*** Input ***
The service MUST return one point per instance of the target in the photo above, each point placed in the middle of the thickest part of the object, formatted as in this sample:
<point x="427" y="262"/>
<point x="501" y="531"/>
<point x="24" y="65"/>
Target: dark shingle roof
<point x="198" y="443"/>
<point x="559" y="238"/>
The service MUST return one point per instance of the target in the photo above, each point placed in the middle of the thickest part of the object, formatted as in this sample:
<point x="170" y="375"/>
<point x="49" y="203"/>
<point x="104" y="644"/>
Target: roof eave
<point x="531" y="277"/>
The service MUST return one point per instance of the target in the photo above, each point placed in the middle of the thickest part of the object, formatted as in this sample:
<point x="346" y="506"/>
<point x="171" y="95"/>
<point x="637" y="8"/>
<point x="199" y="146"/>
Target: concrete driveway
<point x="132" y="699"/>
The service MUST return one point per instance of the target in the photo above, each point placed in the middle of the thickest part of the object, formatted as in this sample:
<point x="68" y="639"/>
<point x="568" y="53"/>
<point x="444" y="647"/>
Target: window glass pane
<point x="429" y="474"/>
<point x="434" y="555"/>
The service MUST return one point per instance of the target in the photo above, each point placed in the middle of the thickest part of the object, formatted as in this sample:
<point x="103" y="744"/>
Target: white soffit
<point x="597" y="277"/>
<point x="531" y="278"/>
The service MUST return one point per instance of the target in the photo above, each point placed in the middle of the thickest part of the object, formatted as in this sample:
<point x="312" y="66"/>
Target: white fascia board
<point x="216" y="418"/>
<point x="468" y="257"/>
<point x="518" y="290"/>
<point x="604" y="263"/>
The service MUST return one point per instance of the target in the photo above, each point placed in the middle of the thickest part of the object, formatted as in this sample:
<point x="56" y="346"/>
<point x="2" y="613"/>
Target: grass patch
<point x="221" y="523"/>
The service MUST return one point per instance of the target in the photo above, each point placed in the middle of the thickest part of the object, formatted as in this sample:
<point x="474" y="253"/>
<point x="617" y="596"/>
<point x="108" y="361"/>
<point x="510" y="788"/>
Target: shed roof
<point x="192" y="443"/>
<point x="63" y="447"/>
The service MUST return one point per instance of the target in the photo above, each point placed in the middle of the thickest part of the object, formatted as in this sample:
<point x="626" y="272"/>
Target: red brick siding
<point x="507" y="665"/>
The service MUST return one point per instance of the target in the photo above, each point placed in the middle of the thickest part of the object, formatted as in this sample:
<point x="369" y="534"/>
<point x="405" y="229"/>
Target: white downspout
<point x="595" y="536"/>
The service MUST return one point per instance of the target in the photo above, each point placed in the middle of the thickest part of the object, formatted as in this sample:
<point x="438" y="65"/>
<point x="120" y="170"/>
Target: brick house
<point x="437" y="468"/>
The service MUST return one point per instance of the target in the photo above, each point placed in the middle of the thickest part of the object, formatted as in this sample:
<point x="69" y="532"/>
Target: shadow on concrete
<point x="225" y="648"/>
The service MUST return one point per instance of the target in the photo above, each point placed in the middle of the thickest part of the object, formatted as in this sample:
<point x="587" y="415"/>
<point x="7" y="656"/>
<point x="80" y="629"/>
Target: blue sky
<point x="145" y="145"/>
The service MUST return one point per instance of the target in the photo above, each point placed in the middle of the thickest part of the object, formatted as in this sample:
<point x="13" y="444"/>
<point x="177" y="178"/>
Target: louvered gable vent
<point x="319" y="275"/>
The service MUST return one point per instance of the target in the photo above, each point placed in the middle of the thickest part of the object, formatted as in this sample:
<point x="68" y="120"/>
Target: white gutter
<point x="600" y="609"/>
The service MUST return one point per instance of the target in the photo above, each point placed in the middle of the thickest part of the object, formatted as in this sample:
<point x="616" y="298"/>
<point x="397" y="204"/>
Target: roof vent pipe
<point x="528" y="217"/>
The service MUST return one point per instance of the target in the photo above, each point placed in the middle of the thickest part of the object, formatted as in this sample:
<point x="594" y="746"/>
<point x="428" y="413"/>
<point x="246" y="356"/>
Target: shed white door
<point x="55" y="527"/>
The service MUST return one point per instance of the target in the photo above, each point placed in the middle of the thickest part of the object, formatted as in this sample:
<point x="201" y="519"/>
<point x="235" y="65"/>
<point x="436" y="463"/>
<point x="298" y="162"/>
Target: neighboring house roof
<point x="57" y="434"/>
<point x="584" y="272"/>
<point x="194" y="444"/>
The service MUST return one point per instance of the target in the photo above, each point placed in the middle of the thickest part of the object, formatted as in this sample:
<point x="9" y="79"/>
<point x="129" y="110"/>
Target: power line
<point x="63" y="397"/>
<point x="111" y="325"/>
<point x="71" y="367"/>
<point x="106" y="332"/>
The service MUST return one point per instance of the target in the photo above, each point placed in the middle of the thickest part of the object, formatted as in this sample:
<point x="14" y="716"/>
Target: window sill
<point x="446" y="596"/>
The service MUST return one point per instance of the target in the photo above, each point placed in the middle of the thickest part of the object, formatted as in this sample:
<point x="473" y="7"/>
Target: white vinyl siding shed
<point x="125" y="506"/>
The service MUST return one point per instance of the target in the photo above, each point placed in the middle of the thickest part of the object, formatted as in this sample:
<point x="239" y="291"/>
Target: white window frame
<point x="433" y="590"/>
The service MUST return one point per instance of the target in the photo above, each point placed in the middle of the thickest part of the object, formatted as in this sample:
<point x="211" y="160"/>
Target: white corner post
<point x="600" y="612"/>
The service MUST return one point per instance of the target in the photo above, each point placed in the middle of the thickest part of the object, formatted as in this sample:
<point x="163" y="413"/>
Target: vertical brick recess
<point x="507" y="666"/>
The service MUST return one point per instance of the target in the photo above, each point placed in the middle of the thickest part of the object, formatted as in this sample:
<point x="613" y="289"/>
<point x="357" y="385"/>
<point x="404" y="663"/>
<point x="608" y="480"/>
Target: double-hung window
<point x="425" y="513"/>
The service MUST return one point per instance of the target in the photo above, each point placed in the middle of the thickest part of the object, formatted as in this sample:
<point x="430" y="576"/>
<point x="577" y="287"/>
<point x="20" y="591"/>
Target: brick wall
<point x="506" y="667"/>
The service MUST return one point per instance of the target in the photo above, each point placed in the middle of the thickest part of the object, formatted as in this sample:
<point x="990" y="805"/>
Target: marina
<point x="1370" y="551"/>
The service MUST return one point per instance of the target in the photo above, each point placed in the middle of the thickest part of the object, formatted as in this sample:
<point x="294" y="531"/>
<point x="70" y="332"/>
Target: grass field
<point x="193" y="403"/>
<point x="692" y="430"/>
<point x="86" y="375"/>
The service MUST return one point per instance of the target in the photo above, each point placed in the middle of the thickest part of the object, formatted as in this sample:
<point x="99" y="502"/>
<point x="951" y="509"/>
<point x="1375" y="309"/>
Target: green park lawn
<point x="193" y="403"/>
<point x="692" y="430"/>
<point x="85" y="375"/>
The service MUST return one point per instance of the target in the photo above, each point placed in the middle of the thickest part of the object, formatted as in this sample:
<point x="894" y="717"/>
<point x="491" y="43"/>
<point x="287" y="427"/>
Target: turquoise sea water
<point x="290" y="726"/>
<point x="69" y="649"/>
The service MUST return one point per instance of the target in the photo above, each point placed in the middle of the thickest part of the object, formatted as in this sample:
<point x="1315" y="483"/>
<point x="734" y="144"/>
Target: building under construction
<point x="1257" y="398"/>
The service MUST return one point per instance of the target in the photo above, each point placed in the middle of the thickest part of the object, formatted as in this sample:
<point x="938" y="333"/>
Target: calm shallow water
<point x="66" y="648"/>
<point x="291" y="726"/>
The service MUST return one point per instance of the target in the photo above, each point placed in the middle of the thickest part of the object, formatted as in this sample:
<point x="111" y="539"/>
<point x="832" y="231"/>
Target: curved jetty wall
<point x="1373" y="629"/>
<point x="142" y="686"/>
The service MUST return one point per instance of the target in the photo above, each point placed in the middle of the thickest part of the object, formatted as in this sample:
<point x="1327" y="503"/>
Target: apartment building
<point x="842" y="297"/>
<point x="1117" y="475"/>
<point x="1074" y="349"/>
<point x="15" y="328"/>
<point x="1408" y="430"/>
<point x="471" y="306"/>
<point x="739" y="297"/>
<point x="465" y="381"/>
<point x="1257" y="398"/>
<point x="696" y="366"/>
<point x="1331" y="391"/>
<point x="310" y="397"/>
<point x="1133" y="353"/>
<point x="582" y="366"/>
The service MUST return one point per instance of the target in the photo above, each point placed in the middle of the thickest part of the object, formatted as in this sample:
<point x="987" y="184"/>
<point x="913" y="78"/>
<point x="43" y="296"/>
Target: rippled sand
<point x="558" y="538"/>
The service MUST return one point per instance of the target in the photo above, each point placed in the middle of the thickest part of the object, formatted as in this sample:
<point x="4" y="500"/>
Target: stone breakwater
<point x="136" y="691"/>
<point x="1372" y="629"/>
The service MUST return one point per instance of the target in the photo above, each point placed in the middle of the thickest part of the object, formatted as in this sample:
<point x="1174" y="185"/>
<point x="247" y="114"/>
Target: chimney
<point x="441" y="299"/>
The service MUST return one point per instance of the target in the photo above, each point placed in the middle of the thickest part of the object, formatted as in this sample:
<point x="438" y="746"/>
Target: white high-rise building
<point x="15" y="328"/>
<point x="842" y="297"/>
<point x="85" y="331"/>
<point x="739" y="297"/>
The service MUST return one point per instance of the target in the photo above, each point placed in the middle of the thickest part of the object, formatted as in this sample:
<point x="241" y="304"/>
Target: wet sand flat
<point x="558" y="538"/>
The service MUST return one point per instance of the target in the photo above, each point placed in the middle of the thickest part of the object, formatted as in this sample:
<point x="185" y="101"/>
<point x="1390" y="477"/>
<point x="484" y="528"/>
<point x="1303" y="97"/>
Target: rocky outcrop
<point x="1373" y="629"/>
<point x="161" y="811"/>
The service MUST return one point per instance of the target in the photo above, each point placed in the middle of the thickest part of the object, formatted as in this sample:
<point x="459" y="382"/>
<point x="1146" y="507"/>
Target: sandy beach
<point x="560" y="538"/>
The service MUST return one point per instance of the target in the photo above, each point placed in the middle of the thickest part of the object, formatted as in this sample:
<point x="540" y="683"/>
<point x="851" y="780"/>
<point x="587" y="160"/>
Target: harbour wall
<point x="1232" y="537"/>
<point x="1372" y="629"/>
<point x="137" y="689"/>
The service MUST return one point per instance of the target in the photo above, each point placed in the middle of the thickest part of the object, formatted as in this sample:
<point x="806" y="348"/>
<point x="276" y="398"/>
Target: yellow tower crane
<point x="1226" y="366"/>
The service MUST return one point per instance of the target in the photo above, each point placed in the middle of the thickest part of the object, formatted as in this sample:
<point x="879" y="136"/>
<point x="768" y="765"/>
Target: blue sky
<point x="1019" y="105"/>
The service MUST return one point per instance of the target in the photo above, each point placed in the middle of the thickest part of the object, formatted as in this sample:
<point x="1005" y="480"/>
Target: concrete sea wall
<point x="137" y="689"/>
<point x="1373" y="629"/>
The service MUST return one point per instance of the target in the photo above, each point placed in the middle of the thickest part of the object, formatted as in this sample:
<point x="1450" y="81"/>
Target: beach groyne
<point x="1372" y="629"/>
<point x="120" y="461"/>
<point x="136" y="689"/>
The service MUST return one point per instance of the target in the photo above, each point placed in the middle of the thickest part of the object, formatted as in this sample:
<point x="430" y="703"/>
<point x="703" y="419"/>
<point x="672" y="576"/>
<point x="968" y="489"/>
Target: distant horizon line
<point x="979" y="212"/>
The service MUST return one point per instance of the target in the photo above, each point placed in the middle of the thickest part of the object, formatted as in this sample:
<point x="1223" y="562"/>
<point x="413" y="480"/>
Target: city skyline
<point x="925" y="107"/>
***
*Goal of the exercise*. Locate each line in the listing above that contains the string "house", and copy those lines.

*Solution to this exercise*.
Target: brick house
Target: neighboring house roof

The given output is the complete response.